:: GIVEN DATA ::
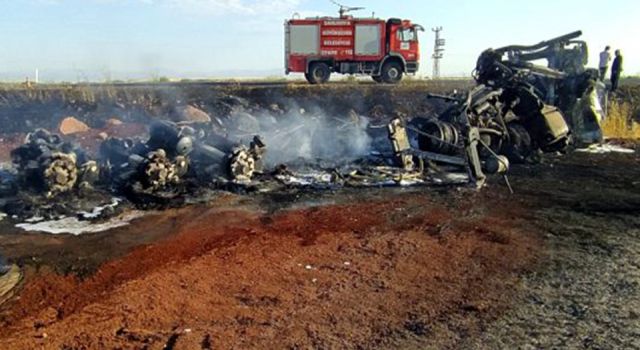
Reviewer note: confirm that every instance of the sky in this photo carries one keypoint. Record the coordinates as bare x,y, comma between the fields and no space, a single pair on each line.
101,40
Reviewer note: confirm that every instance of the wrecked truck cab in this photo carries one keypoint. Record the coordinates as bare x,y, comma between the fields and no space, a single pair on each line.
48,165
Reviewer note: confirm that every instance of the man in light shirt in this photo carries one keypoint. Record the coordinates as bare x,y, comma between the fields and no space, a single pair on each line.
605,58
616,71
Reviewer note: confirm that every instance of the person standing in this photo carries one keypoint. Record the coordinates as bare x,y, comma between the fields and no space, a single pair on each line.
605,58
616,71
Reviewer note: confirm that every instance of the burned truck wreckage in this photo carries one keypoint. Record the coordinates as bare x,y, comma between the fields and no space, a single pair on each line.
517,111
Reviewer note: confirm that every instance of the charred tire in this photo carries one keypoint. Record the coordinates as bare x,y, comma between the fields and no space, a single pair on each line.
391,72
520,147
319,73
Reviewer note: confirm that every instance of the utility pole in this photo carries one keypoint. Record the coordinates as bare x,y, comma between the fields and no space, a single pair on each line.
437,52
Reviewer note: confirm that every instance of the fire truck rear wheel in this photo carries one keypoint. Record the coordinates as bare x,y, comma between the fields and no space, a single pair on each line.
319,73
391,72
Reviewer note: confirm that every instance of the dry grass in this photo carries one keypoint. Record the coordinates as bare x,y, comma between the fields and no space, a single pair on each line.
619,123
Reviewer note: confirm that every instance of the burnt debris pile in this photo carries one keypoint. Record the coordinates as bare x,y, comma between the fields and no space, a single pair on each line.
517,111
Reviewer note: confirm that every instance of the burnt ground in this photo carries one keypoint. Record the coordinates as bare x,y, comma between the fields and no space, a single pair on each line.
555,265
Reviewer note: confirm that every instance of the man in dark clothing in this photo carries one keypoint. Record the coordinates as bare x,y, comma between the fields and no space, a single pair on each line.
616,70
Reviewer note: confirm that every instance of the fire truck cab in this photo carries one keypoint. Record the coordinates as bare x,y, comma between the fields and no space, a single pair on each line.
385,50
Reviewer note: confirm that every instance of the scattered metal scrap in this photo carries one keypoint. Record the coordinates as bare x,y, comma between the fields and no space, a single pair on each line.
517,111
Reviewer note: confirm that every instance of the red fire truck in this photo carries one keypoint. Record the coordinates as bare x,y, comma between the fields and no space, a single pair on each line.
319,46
:::
:: GIVEN DATA ::
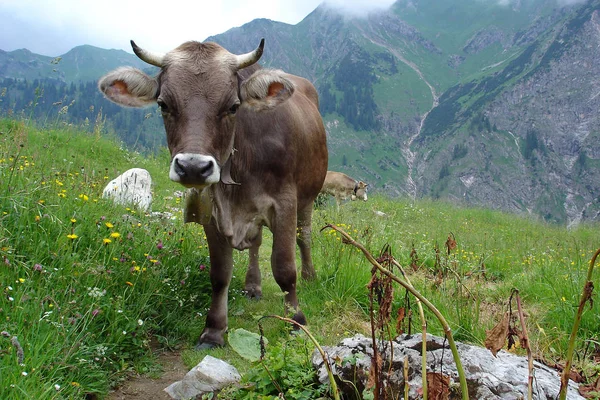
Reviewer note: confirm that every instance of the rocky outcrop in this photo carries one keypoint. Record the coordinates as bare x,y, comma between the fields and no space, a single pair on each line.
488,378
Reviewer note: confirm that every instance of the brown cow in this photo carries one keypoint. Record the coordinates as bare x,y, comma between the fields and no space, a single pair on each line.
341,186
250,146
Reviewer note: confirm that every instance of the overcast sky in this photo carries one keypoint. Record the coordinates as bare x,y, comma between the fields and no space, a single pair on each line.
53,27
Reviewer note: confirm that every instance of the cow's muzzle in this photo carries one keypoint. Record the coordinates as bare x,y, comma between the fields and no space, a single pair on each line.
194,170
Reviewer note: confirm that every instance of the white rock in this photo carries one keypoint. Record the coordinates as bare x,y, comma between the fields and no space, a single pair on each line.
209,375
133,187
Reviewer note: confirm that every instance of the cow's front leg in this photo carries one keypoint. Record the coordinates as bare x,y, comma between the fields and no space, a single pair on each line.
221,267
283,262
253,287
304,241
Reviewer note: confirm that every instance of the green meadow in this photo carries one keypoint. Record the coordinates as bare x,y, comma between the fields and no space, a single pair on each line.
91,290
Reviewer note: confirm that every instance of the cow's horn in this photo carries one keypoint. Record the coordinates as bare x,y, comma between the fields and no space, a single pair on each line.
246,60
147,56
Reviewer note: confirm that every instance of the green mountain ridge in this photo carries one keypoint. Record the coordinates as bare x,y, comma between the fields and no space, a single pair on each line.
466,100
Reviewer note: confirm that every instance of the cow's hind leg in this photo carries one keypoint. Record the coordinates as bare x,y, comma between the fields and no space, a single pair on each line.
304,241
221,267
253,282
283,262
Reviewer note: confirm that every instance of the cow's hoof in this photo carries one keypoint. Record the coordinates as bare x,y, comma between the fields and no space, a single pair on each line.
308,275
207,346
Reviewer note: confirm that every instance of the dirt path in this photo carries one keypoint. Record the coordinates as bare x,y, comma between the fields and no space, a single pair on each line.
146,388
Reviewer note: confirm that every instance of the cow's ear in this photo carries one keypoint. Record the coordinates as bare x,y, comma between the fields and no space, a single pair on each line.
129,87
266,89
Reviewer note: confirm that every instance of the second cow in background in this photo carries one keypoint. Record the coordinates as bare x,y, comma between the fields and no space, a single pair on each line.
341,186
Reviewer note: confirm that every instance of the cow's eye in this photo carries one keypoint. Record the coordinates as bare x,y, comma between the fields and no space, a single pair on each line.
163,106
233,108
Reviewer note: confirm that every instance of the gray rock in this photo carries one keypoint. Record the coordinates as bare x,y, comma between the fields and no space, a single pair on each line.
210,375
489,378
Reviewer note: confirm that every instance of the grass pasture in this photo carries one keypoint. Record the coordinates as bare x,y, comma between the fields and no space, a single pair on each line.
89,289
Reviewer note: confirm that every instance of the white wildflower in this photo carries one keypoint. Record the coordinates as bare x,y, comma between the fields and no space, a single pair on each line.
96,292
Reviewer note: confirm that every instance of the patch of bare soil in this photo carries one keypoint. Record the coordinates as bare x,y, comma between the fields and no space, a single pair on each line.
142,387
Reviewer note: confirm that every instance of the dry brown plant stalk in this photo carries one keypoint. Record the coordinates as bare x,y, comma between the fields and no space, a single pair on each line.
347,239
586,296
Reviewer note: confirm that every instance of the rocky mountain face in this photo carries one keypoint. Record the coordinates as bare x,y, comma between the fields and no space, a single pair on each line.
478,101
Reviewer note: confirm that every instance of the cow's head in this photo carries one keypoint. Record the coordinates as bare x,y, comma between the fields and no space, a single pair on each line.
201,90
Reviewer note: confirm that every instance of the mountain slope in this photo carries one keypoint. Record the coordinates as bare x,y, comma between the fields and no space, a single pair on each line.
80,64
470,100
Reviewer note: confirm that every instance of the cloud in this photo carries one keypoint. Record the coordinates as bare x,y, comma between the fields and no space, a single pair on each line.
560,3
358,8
:::
* [EXERCISE GOAL]:
Pick out and copy each line of the records that contains the string "burnt". Matching is case-sensitive.

* [RESULT OF THE EXERCISE]:
Reviewer note: confirm that every instance of the burnt debris pile in this photo carries one keypoint. Record the coordinates as bare x,y, comma between the fields and no space, a single pair on each line.
Reviewer note: confirm that every instance of the burnt ground in this photo carries one keypoint. Record the coordinates as bare x,y, comma between the fields and no space, a single pair on each line.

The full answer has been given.